Exercise aim —
Can you render every line of the records below as a numbered list, leaving out any blank lines?

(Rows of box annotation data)
** begin **

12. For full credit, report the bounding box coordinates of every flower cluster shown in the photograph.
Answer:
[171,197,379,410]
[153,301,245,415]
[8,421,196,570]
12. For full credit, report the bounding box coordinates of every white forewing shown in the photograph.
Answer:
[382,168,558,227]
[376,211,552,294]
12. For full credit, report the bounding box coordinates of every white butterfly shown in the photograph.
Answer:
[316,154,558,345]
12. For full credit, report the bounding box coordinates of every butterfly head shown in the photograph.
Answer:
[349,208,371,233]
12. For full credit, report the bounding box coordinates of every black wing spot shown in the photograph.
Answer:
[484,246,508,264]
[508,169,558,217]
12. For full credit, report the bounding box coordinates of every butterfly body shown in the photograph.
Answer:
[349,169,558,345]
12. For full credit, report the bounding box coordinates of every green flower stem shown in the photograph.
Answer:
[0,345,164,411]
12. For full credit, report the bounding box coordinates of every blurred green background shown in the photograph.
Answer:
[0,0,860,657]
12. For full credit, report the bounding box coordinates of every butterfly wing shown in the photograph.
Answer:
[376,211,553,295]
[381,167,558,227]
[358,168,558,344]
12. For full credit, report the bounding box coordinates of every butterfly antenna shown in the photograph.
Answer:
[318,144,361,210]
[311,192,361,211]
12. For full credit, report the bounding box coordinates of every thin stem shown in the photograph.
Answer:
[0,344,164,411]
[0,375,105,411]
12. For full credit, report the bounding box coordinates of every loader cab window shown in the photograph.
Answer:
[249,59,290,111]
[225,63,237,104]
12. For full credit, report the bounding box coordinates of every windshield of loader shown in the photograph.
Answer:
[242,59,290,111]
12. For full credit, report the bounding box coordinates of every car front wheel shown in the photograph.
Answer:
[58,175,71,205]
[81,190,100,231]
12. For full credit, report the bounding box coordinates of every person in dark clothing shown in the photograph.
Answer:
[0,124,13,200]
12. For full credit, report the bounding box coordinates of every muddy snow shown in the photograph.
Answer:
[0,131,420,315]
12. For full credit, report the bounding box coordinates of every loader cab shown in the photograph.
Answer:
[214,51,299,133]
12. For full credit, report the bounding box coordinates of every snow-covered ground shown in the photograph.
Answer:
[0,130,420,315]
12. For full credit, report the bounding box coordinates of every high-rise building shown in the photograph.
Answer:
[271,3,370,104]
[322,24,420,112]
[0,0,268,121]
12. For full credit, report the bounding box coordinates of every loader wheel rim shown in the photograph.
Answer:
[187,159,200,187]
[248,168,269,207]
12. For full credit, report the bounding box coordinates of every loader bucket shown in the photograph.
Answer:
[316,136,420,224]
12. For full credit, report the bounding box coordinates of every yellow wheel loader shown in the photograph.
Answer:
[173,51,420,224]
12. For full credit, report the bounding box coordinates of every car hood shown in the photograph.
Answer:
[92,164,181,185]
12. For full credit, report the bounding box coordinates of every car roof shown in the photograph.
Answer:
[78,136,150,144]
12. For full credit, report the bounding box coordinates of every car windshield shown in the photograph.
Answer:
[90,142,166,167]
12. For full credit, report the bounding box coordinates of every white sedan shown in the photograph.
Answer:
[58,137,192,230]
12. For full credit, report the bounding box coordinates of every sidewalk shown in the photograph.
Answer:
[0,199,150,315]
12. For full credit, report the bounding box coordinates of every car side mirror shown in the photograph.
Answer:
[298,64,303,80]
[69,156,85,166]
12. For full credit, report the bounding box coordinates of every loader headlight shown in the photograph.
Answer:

** end **

Problem solution —
1. 12. For full credit, report the bounding box coordinates of every flower cluster shown in the photograph.
2. Answer:
3. [171,197,379,410]
4. [153,301,245,415]
5. [8,421,196,570]
6. 12. For full credit, report the bounding box coordinates of every white forewing shown in the photograph.
7. Answer:
8. [382,168,558,227]
9. [376,211,552,294]
10. 12. For full credit, report the bounding box coordinates of every white butterfly shown in the photograph.
11. Answer:
12. [316,154,558,345]
13. 12. For full credit, report the bounding box coordinates of every butterfly head shown in the photograph.
14. Answer:
15. [349,208,371,233]
16. 12. For full credit, report the bounding box coordinates of every black wing spot shown in the photograph.
17. Answer:
18. [484,246,508,264]
19. [508,169,558,217]
20. 12. For full credit, report the bounding box coordinates of every butterfly body shown in the photograph.
21. Answer:
22. [349,169,558,345]
23. 12. For full credit, report the bounding box coordinates of every green flower stem shown in the photograph.
24. Answer:
25. [0,345,164,411]
26. 12. For full credit, report the bounding box coordinates of every blurred green background shown in the photograph.
27. Answer:
28. [0,0,860,657]
29. 12. For full credit, report the bounding box coordinates of every butterfly wing shown in the photograph.
30. Answer:
31. [376,211,553,295]
32. [381,167,558,227]
33. [358,168,558,344]
34. 12. For full credit, report the bounding box coordinates of every butterfly antenna shown in the photograph.
35. Answer:
36. [318,144,361,210]
37. [311,192,361,211]
38. 12. For full credit, report the bounding box coordinates of every thin stem shown in the photograph.
39. Answer:
40. [0,344,164,411]
41. [0,375,105,411]
42. 12. For full credit, report the bounding box coordinates of every loader cab window shown in the photograph.
43. Answer:
44. [249,59,290,111]
45. [225,63,237,104]
46. 12. For full credit, report the bounding box coordinates of every windshield of loader shown in the photograph.
47. Answer:
48. [242,59,290,111]
49. 12. For full credit, report the bounding box coordinates of every car front wheel shown in the photograph.
50. Answer:
51. [58,175,71,205]
52. [81,190,100,231]
53. 12. For full credit, report the bounding box coordinates of every person in dark clothing shown in the photograph.
54. Answer:
55. [0,124,13,200]
56. 12. For full credit, report the bounding box coordinates of every muddy snow shown in the photograph.
57. Answer:
58. [0,131,420,315]
59. 12. For full credit, report the bounding box coordinates of every loader cab shown in the photograph.
60. Answer:
61. [214,51,299,133]
62. 12. For full credit, report the bounding box coordinates of every snow-covered ground shown in the photograph.
63. Answer:
64. [0,130,420,315]
65. 12. For full credit, report the bounding box coordinates of every high-rise building shown in the photograph.
66. Answer:
67. [271,3,370,104]
68. [322,24,420,112]
69. [0,0,268,121]
70. 12. For full credit, report the bounding box coordinates of every loader wheel rim shown in the photograph.
71. Answer:
72. [187,159,200,187]
73. [248,168,269,207]
74. 12. For full credit, report the bounding box coordinates of every loader bucket shown in the photograph.
75. Answer:
76. [316,136,420,224]
77. 12. For full credit, report the bounding box coordinates of every yellow wheel loader shown in the photograph.
78. Answer:
79. [173,51,420,224]
80. 12. For full credit, report the bounding box coordinates of every car hood shown in the photograph.
81. Answer:
82. [92,164,181,185]
83. 12. For full credit, report the bounding box coordinates of every car roof shown in the photograph.
84. Answer:
85. [78,136,150,144]
86. 12. For full credit, report the bounding box coordinates of every car windshield shown in the photograph.
87. Answer:
88. [90,142,166,167]
89. 12. For full credit, report the bounding box coordinates of every white sedan shown in the photograph.
90. Answer:
91. [58,137,192,230]
92. 12. For full credit, report the bounding box coordinates of every sidewalk shown in the photograph.
93. Answer:
94. [0,199,150,315]
95. 12. For full credit, report the bounding box coordinates of every car side mirror shown in the photograph.
96. Answer:
97. [298,64,303,80]
98. [69,156,85,166]
99. 12. For full credit, report the bounding box coordinates of every loader headlight shown in the photograph.
100. Answer:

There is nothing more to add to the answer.